- _Point annotation records_:

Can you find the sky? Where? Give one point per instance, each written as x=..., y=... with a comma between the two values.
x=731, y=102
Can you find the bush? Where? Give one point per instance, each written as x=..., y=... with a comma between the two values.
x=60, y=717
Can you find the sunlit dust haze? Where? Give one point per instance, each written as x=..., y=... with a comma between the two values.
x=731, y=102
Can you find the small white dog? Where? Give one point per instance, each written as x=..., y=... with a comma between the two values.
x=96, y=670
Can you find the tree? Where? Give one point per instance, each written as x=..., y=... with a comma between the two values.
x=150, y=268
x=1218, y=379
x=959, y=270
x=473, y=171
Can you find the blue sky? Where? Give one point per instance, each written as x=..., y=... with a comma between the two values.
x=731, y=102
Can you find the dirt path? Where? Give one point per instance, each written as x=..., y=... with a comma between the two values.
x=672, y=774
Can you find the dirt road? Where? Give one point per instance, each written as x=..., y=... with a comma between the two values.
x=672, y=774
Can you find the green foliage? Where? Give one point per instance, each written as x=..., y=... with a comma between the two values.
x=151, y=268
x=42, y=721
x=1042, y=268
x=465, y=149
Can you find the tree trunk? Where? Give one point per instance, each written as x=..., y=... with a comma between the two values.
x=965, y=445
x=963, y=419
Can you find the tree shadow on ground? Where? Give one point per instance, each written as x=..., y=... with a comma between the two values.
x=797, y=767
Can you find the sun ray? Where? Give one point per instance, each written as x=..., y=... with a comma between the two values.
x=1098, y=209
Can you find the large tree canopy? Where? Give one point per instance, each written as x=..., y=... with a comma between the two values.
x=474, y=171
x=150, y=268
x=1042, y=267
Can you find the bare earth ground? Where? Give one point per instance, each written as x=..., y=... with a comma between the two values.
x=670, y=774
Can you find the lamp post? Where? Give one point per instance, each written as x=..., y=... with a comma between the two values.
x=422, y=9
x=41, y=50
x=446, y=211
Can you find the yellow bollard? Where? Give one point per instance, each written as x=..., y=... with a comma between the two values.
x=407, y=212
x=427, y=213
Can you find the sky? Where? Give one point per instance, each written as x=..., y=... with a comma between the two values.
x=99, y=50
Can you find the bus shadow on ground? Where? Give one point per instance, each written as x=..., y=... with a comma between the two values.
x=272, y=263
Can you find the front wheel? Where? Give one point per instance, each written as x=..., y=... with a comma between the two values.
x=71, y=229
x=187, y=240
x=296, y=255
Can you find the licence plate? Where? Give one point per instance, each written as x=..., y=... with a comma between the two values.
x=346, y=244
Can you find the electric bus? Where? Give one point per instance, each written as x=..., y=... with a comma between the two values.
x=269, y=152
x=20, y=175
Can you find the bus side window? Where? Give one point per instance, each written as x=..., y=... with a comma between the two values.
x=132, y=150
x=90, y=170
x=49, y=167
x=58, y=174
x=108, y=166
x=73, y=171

- _Request_:
Repeat the data between the line holding "Can you find the tree trunk?" and the line holding "x=1098, y=209", inclusive, requests included, and shift every coordinate in the points up by 70.

- _The answer_:
Can you find the tree trunk? Where? Give one point per instance, each written as x=..., y=... with a comma between the two values.
x=1035, y=515
x=1033, y=489
Can you find the tree shadow on ground? Where? Give one point per instance, each written as x=..., y=... with a comma between the two values.
x=867, y=837
Can you find the sun ray? Where? Give one point per instance, each written as x=..., y=... with a comma between the two values.
x=1168, y=279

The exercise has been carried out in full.